**資料を読み解く**
(a) 医療用グローブの記事によると、世界の医療用グローブの何%以上がマレーシアで製造されていますか。
(b) 次の(i)〜(iii)が医療用グローブの記事の内容と合致するかどうかを、それぞれ「はい」または「いいえ」で答え、判断の根拠となる記事中の語句をそのまま引用してください。
(i) 日本の医療施設で使用されるグローブは、ほぼすべてが国内で製造されている。
(ii) 記事が書かれた夕方の時点で、現地の気温は33℃であった。
(iii) この製造ラインは、日本・マレーシア・米国の混成チームによるものである。
(c) 医療用グローブの記事を、最後の文の後から書き継いでください。

======== 提示された本文 ========

医療用グローブ・手袋の話

 
医療用グローブの「フォーマー」と呼ばれるセラミック製手型。

 マレーシアに出張中です。今は夕方ですが、暑いです。気温33℃。
医療用グローブの新しい製造ラインのスタートアップのため、2泊&機内1泊の強行軍で来ています。
 意外と知られていませんが、世界の医療用グローブの60%以上が実はここマレーシアで製造されています。日本の医療施設で使用されているグローブ(医療機器承認済み)もそのほぼ100%が輸入品で、ここマレーシアまたはタイで製造されているのです。今回もモレーンが製造ラインを委託している工場で新しい製品の仕様や製造方法、品質管理手法の確認をプロジェクト・チームで行っています。日本・マレーシア・英国の混成チームによるこの製造ラインは現時点で世界最先端であると自負しています。現地工場のマネージャも皆若く、色んなアイディアが次々に出てきてプロジェクトが正直言って、楽しい。みんなの目が輝いてます笑。彼らの立ち止まらない好奇心と努力によって、完成されていると思われていた医療用グローブにも多くの技術革新、イノベーションが生まれています。 
 GDP成長率が前年比6%というマレーシアの国自体にも活気、勢いを感じています。

======== 掲載項目一覧 ========

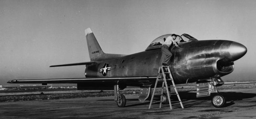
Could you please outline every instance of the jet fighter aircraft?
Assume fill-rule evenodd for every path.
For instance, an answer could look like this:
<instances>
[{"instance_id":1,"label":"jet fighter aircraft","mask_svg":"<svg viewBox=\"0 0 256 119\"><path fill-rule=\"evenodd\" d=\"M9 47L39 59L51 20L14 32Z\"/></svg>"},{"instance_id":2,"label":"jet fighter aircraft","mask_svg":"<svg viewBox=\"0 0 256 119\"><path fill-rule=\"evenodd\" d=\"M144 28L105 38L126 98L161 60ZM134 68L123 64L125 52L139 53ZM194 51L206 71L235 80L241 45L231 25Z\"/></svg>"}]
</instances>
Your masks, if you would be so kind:
<instances>
[{"instance_id":1,"label":"jet fighter aircraft","mask_svg":"<svg viewBox=\"0 0 256 119\"><path fill-rule=\"evenodd\" d=\"M75 83L78 90L113 90L114 100L119 107L125 107L126 102L119 91L127 86L138 86L140 91L147 91L140 92L138 99L142 102L150 97L151 88L154 86L161 65L161 48L165 39L172 34L157 38L145 51L125 55L104 53L91 29L86 29L85 33L89 62L50 66L86 65L84 78L12 80L7 82L43 85ZM212 98L213 105L216 107L224 106L225 97L218 93L216 87L224 83L221 77L233 71L233 62L246 54L246 48L232 41L199 41L187 34L178 36L177 40L178 47L170 47L173 55L169 66L175 84L196 82L197 97L209 96L211 91L215 91L217 93ZM163 96L166 99L167 96ZM164 103L167 100L162 101Z\"/></svg>"}]
</instances>

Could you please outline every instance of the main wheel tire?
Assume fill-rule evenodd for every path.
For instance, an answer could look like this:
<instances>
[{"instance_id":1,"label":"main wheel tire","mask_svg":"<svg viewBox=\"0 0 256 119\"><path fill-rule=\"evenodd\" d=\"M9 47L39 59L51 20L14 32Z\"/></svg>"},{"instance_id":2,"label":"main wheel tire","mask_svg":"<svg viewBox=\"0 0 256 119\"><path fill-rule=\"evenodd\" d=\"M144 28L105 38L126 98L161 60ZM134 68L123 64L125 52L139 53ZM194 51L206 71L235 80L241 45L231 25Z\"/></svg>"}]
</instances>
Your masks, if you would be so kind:
<instances>
[{"instance_id":1,"label":"main wheel tire","mask_svg":"<svg viewBox=\"0 0 256 119\"><path fill-rule=\"evenodd\" d=\"M223 107L227 103L226 99L222 94L217 94L211 100L211 103L213 106L217 108Z\"/></svg>"},{"instance_id":2,"label":"main wheel tire","mask_svg":"<svg viewBox=\"0 0 256 119\"><path fill-rule=\"evenodd\" d=\"M117 106L119 107L124 107L126 104L126 99L125 97L123 94L121 94L121 99L117 102Z\"/></svg>"},{"instance_id":3,"label":"main wheel tire","mask_svg":"<svg viewBox=\"0 0 256 119\"><path fill-rule=\"evenodd\" d=\"M167 93L164 93L160 98L162 98L162 104L164 105L169 104L169 100L168 99L168 95Z\"/></svg>"}]
</instances>

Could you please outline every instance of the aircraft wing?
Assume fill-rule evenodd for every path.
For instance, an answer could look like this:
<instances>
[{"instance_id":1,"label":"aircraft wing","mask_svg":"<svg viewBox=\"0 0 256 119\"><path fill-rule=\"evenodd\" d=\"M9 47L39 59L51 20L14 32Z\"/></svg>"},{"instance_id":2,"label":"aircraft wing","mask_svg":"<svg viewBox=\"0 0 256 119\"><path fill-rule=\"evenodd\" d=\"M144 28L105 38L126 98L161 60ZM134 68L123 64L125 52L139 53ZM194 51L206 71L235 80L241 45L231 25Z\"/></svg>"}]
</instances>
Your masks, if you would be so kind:
<instances>
[{"instance_id":1,"label":"aircraft wing","mask_svg":"<svg viewBox=\"0 0 256 119\"><path fill-rule=\"evenodd\" d=\"M7 82L10 83L77 83L81 82L143 82L155 80L157 76L143 76L117 77L93 77L77 78L58 78L29 80L11 80Z\"/></svg>"}]
</instances>

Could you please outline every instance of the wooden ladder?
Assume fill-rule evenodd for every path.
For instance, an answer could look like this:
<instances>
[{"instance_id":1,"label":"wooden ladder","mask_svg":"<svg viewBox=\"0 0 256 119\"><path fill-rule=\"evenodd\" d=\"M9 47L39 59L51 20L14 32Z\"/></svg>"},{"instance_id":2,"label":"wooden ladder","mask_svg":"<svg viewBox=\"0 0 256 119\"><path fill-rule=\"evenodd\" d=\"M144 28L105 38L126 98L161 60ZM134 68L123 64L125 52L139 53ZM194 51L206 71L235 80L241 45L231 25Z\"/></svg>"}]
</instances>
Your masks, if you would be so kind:
<instances>
[{"instance_id":1,"label":"wooden ladder","mask_svg":"<svg viewBox=\"0 0 256 119\"><path fill-rule=\"evenodd\" d=\"M165 70L164 70L164 67L165 68ZM164 70L165 70L166 71L164 71ZM161 72L161 71L163 75L163 79L159 79L159 76L160 76L160 72ZM166 75L168 75L168 74L169 74L170 78L168 78L168 79L167 79ZM168 86L167 84L167 80L172 80L172 82L173 87L171 86ZM181 108L184 108L184 107L183 107L183 105L182 105L182 103L181 102L181 100L180 100L180 96L179 95L179 94L178 93L177 89L176 88L176 86L175 86L175 84L174 84L174 81L173 80L173 76L172 75L172 73L171 72L171 70L170 70L170 67L169 66L160 66L159 67L159 69L158 69L158 73L157 73L157 77L156 78L156 83L155 84L155 87L154 88L154 91L153 91L153 93L152 95L152 97L151 97L151 101L150 101L150 104L149 104L149 109L150 109L150 107L151 107L151 105L152 104L152 102L153 101L153 99L154 99L154 96L155 95L155 92L156 89L156 85L157 85L157 82L158 82L158 81L162 81L163 82L162 84L162 91L161 92L161 93L160 106L159 108L161 108L161 107L162 100L162 97L163 96L163 89L164 88L164 87L165 87L166 88L166 91L167 92L167 93L168 97L168 100L169 101L169 104L170 105L170 108L171 108L171 109L172 109L172 104L171 102L171 99L170 98L170 95L177 95L178 98L179 99L179 101L180 102L180 105L181 106ZM165 84L165 86L164 84ZM170 94L169 92L169 90L168 90L168 87L174 88L175 90L175 92L176 92L176 94Z\"/></svg>"}]
</instances>

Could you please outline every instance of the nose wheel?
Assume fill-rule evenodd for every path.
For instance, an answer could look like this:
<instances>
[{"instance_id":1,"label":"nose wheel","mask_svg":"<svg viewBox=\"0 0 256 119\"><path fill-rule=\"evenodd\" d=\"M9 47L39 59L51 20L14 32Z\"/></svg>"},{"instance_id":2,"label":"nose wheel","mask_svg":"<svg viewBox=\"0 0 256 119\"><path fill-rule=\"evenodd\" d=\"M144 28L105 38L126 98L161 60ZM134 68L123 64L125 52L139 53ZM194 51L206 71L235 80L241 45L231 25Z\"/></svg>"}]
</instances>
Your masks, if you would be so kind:
<instances>
[{"instance_id":1,"label":"nose wheel","mask_svg":"<svg viewBox=\"0 0 256 119\"><path fill-rule=\"evenodd\" d=\"M118 95L118 100L117 101L117 106L119 107L124 107L126 104L126 99L123 94Z\"/></svg>"},{"instance_id":2,"label":"nose wheel","mask_svg":"<svg viewBox=\"0 0 256 119\"><path fill-rule=\"evenodd\" d=\"M219 108L224 107L227 103L226 98L222 94L217 94L211 100L211 103L213 106Z\"/></svg>"}]
</instances>

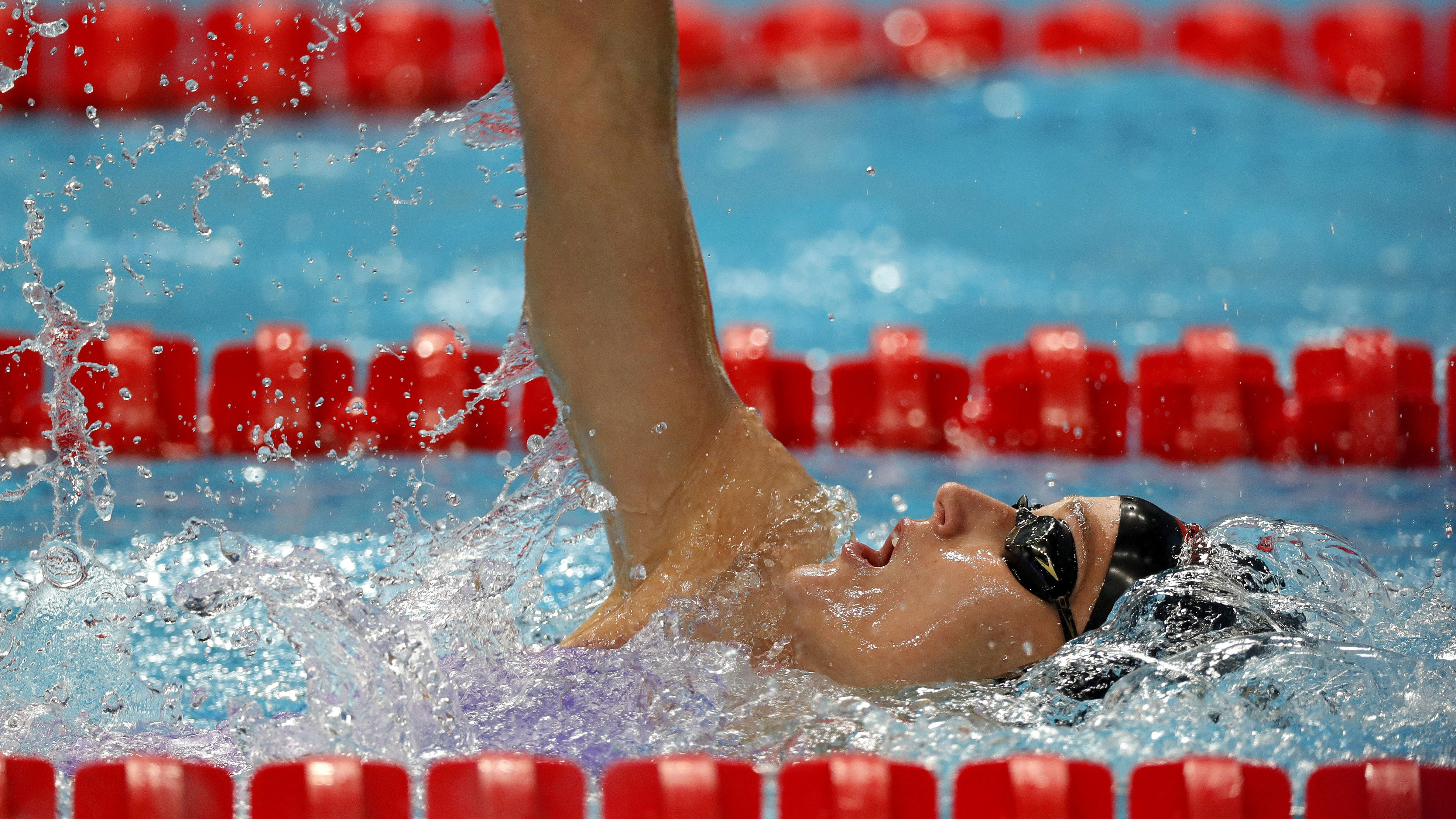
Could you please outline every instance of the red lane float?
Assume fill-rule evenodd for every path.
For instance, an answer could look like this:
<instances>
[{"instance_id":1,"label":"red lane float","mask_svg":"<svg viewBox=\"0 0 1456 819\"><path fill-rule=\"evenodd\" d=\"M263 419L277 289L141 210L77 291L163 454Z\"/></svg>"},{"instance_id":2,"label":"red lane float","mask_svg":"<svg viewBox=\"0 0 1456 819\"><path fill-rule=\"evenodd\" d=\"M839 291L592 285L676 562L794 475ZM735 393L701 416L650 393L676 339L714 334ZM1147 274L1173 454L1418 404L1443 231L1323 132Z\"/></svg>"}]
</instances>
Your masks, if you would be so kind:
<instances>
[{"instance_id":1,"label":"red lane float","mask_svg":"<svg viewBox=\"0 0 1456 819\"><path fill-rule=\"evenodd\" d=\"M309 80L313 15L307 7L278 3L214 7L198 32L210 77L201 85L232 111L316 108L319 98L300 86ZM188 45L194 44L185 44L183 51ZM188 68L182 66L183 76Z\"/></svg>"},{"instance_id":2,"label":"red lane float","mask_svg":"<svg viewBox=\"0 0 1456 819\"><path fill-rule=\"evenodd\" d=\"M587 812L587 778L565 759L482 753L435 762L427 783L427 819L584 819Z\"/></svg>"},{"instance_id":3,"label":"red lane float","mask_svg":"<svg viewBox=\"0 0 1456 819\"><path fill-rule=\"evenodd\" d=\"M1305 787L1306 819L1453 819L1456 768L1409 759L1325 765Z\"/></svg>"},{"instance_id":4,"label":"red lane float","mask_svg":"<svg viewBox=\"0 0 1456 819\"><path fill-rule=\"evenodd\" d=\"M1423 28L1420 15L1382 1L1347 3L1315 17L1319 80L1329 92L1363 105L1420 105Z\"/></svg>"},{"instance_id":5,"label":"red lane float","mask_svg":"<svg viewBox=\"0 0 1456 819\"><path fill-rule=\"evenodd\" d=\"M779 771L779 816L935 819L935 774L860 753L789 762Z\"/></svg>"},{"instance_id":6,"label":"red lane float","mask_svg":"<svg viewBox=\"0 0 1456 819\"><path fill-rule=\"evenodd\" d=\"M447 102L451 77L453 20L430 6L371 6L360 31L344 39L349 99L355 105L425 108Z\"/></svg>"},{"instance_id":7,"label":"red lane float","mask_svg":"<svg viewBox=\"0 0 1456 819\"><path fill-rule=\"evenodd\" d=\"M999 9L980 3L903 6L885 15L894 73L945 80L1000 63L1006 25Z\"/></svg>"},{"instance_id":8,"label":"red lane float","mask_svg":"<svg viewBox=\"0 0 1456 819\"><path fill-rule=\"evenodd\" d=\"M252 819L409 819L409 774L393 762L310 756L258 768Z\"/></svg>"},{"instance_id":9,"label":"red lane float","mask_svg":"<svg viewBox=\"0 0 1456 819\"><path fill-rule=\"evenodd\" d=\"M786 92L840 86L874 73L859 9L808 0L770 9L747 36L747 83Z\"/></svg>"},{"instance_id":10,"label":"red lane float","mask_svg":"<svg viewBox=\"0 0 1456 819\"><path fill-rule=\"evenodd\" d=\"M74 818L233 819L233 778L165 756L92 762L76 771Z\"/></svg>"},{"instance_id":11,"label":"red lane float","mask_svg":"<svg viewBox=\"0 0 1456 819\"><path fill-rule=\"evenodd\" d=\"M1446 354L1446 450L1456 463L1456 347Z\"/></svg>"},{"instance_id":12,"label":"red lane float","mask_svg":"<svg viewBox=\"0 0 1456 819\"><path fill-rule=\"evenodd\" d=\"M1107 765L1025 753L961 768L954 819L1112 819L1112 803Z\"/></svg>"},{"instance_id":13,"label":"red lane float","mask_svg":"<svg viewBox=\"0 0 1456 819\"><path fill-rule=\"evenodd\" d=\"M1034 326L1026 342L993 348L981 364L977 427L996 452L1117 458L1127 452L1127 382L1111 347L1080 328Z\"/></svg>"},{"instance_id":14,"label":"red lane float","mask_svg":"<svg viewBox=\"0 0 1456 819\"><path fill-rule=\"evenodd\" d=\"M0 331L0 350L9 350L28 335ZM33 350L0 357L0 456L12 469L31 463L35 450L50 449L41 434L51 427L51 418L41 398L45 364ZM44 458L44 455L42 455Z\"/></svg>"},{"instance_id":15,"label":"red lane float","mask_svg":"<svg viewBox=\"0 0 1456 819\"><path fill-rule=\"evenodd\" d=\"M50 762L0 755L0 819L55 819L55 769Z\"/></svg>"},{"instance_id":16,"label":"red lane float","mask_svg":"<svg viewBox=\"0 0 1456 819\"><path fill-rule=\"evenodd\" d=\"M499 85L505 76L501 32L489 13L472 15L454 23L456 87L454 99L476 99Z\"/></svg>"},{"instance_id":17,"label":"red lane float","mask_svg":"<svg viewBox=\"0 0 1456 819\"><path fill-rule=\"evenodd\" d=\"M737 759L693 753L628 759L601 775L601 819L759 819L759 774Z\"/></svg>"},{"instance_id":18,"label":"red lane float","mask_svg":"<svg viewBox=\"0 0 1456 819\"><path fill-rule=\"evenodd\" d=\"M700 96L721 90L731 80L728 22L722 12L702 3L677 3L677 92Z\"/></svg>"},{"instance_id":19,"label":"red lane float","mask_svg":"<svg viewBox=\"0 0 1456 819\"><path fill-rule=\"evenodd\" d=\"M1051 63L1131 60L1143 51L1137 12L1092 0L1048 12L1037 26L1037 51Z\"/></svg>"},{"instance_id":20,"label":"red lane float","mask_svg":"<svg viewBox=\"0 0 1456 819\"><path fill-rule=\"evenodd\" d=\"M1219 0L1174 23L1178 57L1198 68L1262 79L1287 79L1284 22L1262 6Z\"/></svg>"},{"instance_id":21,"label":"red lane float","mask_svg":"<svg viewBox=\"0 0 1456 819\"><path fill-rule=\"evenodd\" d=\"M932 358L923 329L875 329L868 357L830 369L833 443L844 449L961 447L970 392L970 367L955 358Z\"/></svg>"},{"instance_id":22,"label":"red lane float","mask_svg":"<svg viewBox=\"0 0 1456 819\"><path fill-rule=\"evenodd\" d=\"M1227 325L1188 326L1178 347L1139 353L1137 389L1146 455L1211 463L1294 453L1274 360L1241 350Z\"/></svg>"},{"instance_id":23,"label":"red lane float","mask_svg":"<svg viewBox=\"0 0 1456 819\"><path fill-rule=\"evenodd\" d=\"M1348 329L1294 353L1294 430L1306 463L1436 466L1431 351L1388 329Z\"/></svg>"},{"instance_id":24,"label":"red lane float","mask_svg":"<svg viewBox=\"0 0 1456 819\"><path fill-rule=\"evenodd\" d=\"M1128 819L1289 819L1289 777L1274 765L1190 756L1133 768Z\"/></svg>"},{"instance_id":25,"label":"red lane float","mask_svg":"<svg viewBox=\"0 0 1456 819\"><path fill-rule=\"evenodd\" d=\"M469 351L447 326L425 325L409 345L374 356L368 369L368 434L380 452L505 447L505 405L482 401L464 423L431 442L419 433L466 407L464 391L499 364L494 350Z\"/></svg>"},{"instance_id":26,"label":"red lane float","mask_svg":"<svg viewBox=\"0 0 1456 819\"><path fill-rule=\"evenodd\" d=\"M783 446L814 449L814 370L804 357L775 356L773 332L761 325L729 326L719 351L738 398L759 411L769 434Z\"/></svg>"},{"instance_id":27,"label":"red lane float","mask_svg":"<svg viewBox=\"0 0 1456 819\"><path fill-rule=\"evenodd\" d=\"M546 437L556 426L556 396L546 376L521 385L520 444L530 446L531 436Z\"/></svg>"},{"instance_id":28,"label":"red lane float","mask_svg":"<svg viewBox=\"0 0 1456 819\"><path fill-rule=\"evenodd\" d=\"M269 440L293 455L344 453L364 414L354 360L314 345L298 324L261 324L252 342L218 347L207 407L215 455L253 453Z\"/></svg>"},{"instance_id":29,"label":"red lane float","mask_svg":"<svg viewBox=\"0 0 1456 819\"><path fill-rule=\"evenodd\" d=\"M151 111L182 102L181 86L170 82L178 66L178 20L170 4L114 0L105 10L67 22L66 101L73 111L90 105ZM162 85L163 74L167 85Z\"/></svg>"},{"instance_id":30,"label":"red lane float","mask_svg":"<svg viewBox=\"0 0 1456 819\"><path fill-rule=\"evenodd\" d=\"M86 401L86 415L100 421L92 434L115 455L195 458L197 347L182 335L153 335L146 325L112 325L105 341L89 341L84 369L73 382ZM112 376L106 367L116 367Z\"/></svg>"}]
</instances>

========

**各設問の解答**
(a) 60%以上です。

(b)
(i) いいえ。「そのほぼ100%が輸入品で、ここマレーシアまたはタイで製造されているのです」
(ii) はい。「今は夕方ですが、暑いです。気温33℃。」
(iii) いいえ。「日本・マレーシア・英国の混成チーム」

(c)
 ちなみに少し裏側をお話しすると、グローブ製造はグローバルな変動要因に大きく左右されます。現在日本でも主流のニトリル製医療用グローブは、従来のラテックス天然ゴムとは違い、石油化学製品の合成ゴムなので原油価格下落の影響を受けますが、通常、メーカーは原料の価格変動のリスクを回避(ヘッジ)するために一定量を一定の価格で買い付ける保険契約の一種であるデリバティブという取引きをしています。これにより原料価格の変動が直ちに製品価格に反映されることはありませんが、製品価格は原油価格だけでなく、為替リスクや世界各国の需要・情勢等、その他の変動要因にも影響され、非常に微妙なバランスで成り立っており、我々メーカーも日本の医療施設に少しでもリーズナブルで高品質な医療用グローブを安定してご提供するために繊細な舵取りが要求されているのです。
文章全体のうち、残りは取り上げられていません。